TASK OBJECTIVE: Each line of the data has to be written out again exactly as shown.

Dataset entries
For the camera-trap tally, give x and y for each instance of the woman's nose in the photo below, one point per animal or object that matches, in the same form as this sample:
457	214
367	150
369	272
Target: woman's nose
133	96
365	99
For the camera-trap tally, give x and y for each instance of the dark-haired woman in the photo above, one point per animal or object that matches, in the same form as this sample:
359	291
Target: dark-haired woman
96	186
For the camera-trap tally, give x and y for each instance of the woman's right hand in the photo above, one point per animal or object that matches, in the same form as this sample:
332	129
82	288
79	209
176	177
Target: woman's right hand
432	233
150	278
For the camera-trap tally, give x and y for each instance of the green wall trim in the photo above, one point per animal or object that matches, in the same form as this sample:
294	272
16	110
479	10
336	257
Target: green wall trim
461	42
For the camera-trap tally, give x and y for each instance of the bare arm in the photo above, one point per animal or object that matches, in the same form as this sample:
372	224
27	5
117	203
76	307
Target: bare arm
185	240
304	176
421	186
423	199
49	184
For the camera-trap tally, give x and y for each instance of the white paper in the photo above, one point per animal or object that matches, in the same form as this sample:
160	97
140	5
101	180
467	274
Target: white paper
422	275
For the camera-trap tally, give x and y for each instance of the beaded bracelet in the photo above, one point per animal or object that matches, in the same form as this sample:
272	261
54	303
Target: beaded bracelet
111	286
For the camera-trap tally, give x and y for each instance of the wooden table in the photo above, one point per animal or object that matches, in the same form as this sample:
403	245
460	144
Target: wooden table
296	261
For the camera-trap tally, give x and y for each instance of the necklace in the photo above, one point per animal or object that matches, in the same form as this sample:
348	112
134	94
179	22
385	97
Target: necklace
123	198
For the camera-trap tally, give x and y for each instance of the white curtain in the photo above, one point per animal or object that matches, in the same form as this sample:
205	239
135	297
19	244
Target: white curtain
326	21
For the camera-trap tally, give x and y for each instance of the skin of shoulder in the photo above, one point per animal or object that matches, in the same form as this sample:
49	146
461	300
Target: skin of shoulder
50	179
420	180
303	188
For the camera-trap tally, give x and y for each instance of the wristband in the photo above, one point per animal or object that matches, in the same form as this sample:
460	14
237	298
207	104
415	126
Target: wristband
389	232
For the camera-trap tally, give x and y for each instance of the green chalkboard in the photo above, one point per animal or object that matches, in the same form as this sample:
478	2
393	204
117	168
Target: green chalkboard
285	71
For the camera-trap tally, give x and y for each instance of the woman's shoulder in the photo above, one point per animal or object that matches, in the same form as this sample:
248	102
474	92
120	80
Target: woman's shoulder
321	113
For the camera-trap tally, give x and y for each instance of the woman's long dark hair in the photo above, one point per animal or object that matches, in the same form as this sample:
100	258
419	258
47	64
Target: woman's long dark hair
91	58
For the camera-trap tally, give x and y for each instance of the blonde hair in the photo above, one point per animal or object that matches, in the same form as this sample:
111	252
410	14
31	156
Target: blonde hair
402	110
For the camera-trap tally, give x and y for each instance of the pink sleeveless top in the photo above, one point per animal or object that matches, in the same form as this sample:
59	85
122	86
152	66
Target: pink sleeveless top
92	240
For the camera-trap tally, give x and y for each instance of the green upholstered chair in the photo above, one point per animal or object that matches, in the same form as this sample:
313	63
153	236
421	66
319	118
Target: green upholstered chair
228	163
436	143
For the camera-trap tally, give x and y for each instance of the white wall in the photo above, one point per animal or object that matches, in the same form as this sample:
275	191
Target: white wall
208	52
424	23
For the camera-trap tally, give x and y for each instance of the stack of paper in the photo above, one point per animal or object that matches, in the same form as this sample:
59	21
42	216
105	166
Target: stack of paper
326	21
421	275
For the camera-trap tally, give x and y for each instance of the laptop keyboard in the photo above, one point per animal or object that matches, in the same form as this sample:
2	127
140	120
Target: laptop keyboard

RESPONSE BELOW:
For the camera-trap tally, give x and y for each instance of the woman's nose in the photo below, one point per animal or object that matches, in the same form as this sample:
457	214
367	150
369	272
Target: woman's nose
133	96
365	99
For the camera-trap tally, give x and y for each instance of the dark-haired woman in the photo above, one point per animal or object that matches, in the same form as this sample:
359	291
Target: dark-haired woman
96	186
For the camera-trap tally, give x and y for each instance of the woman's right hand in the photo above, one point per animal or object that matches, in the same form as this sample:
332	129
82	288
79	209
176	177
Target: woman's right hand
432	233
150	278
For the camera-trap tally, give x and y for each instance of the green wall trim in the photo above, one point per animal or object that matches, in the same form as this sample:
294	272
16	110
479	10
336	257
Target: green wall trim
461	42
For the camera-trap tally, give x and y for each instance of the bare arm in the photo above, one point per animal or object that matches, in the same form as this sample:
372	224
27	5
117	203
76	307
Target: bare arm
185	240
304	176
421	186
423	199
49	184
For the camera-trap tally, give x and y for each instance of the white paper in the photo above, one point per animal or object that matches, in the same form as this sample:
160	97
140	5
101	180
467	274
Target: white paper
422	275
For the camera-trap tally, give x and y for each instance of the beaded bracelet in the photo above, one point per animal or object that matches, in the same form as this sample:
272	261
54	303
Target: beaded bracelet
111	286
For the camera-trap tally, give x and y for each instance of the wooden table in the photo above, one point per animal or object that matches, in the same form as this sample:
403	245
460	144
Target: wooden table
296	261
For the camera-trap tally, give x and y for each instance of the necklace in the photo above, one point per animal or object that matches, in the same form as this sample:
348	112
134	94
179	22
385	97
Target: necklace
123	198
For the camera-trap tally, give x and y for each instance of the white curtain in the photo above, one point per animal or object that matches, in the same form as this sample:
205	239
135	297
19	244
Target: white curtain
326	21
For the camera-trap tally, give x and y for each instance of the skin of shoulder in the photo above, one point per animal or object that matches, in the same form as this sample:
49	146
461	300
Target: skin of shoulder
50	179
420	180
303	188
For the camera-trap tally, give x and y for each instance of the wristband in the photo above, one point per animal or object that matches, in the same form as this sample:
460	14
237	298
207	104
415	126
Target: wristband
389	232
For the camera-trap tally, give x and y for each instance of the green chalkboard in the photo above, one point per animal or object that matches, in the same form as this sample:
478	2
393	204
117	168
Target: green chalkboard
285	71
For the camera-trap tally, give x and y for each instance of the woman's shoulder in the photo above, one point per animal or object that matches, in the same form as this sample:
248	102
474	92
120	80
Target: woman's shoulder
321	113
For the camera-trap tally, give x and y for each instance of the woman's long dark hair in the photo above, one point per animal or object that matches, in the same form as this sample:
100	258
419	258
47	64
Target: woman's long dark hair
91	58
For the camera-trap tally, give x and y for each instance of the blonde hair in the photo above, one point per animal or object that matches, in the same form as this sample:
111	252
410	14
31	156
Target: blonde hair
402	110
For the camera-trap tally, give x and y for each instance of the pink sleeveless top in the photo above, one point per animal or object that matches, in the same form as this sample:
59	85
122	86
152	66
Target: pink sleeveless top
92	240
For the camera-trap tally, give x and y for each instance of the green upholstered chair in the photo above, one point per animal or object that matches, in the same form as this sample:
313	63
153	236
421	66
319	118
Target: green upholstered chair
228	163
436	143
For the camera-trap tally, give x and y for each instance of the white wall in the photo above, one point per animal or object that matches, in the same form as this sample:
275	191
Target: white wall
208	52
424	23
For the camera-trap tally, give x and y for each instance of the stack of paper in the photo above, one point per animal or object that matches, in the same form as this sample:
59	21
42	216
105	166
Target: stack of paper
326	21
421	275
For the camera-trap tally, give x and y for each instance of the laptop keyboard in the photo above, one point per animal or object that matches, in the same form as this sample:
2	127
140	120
Target: laptop keyboard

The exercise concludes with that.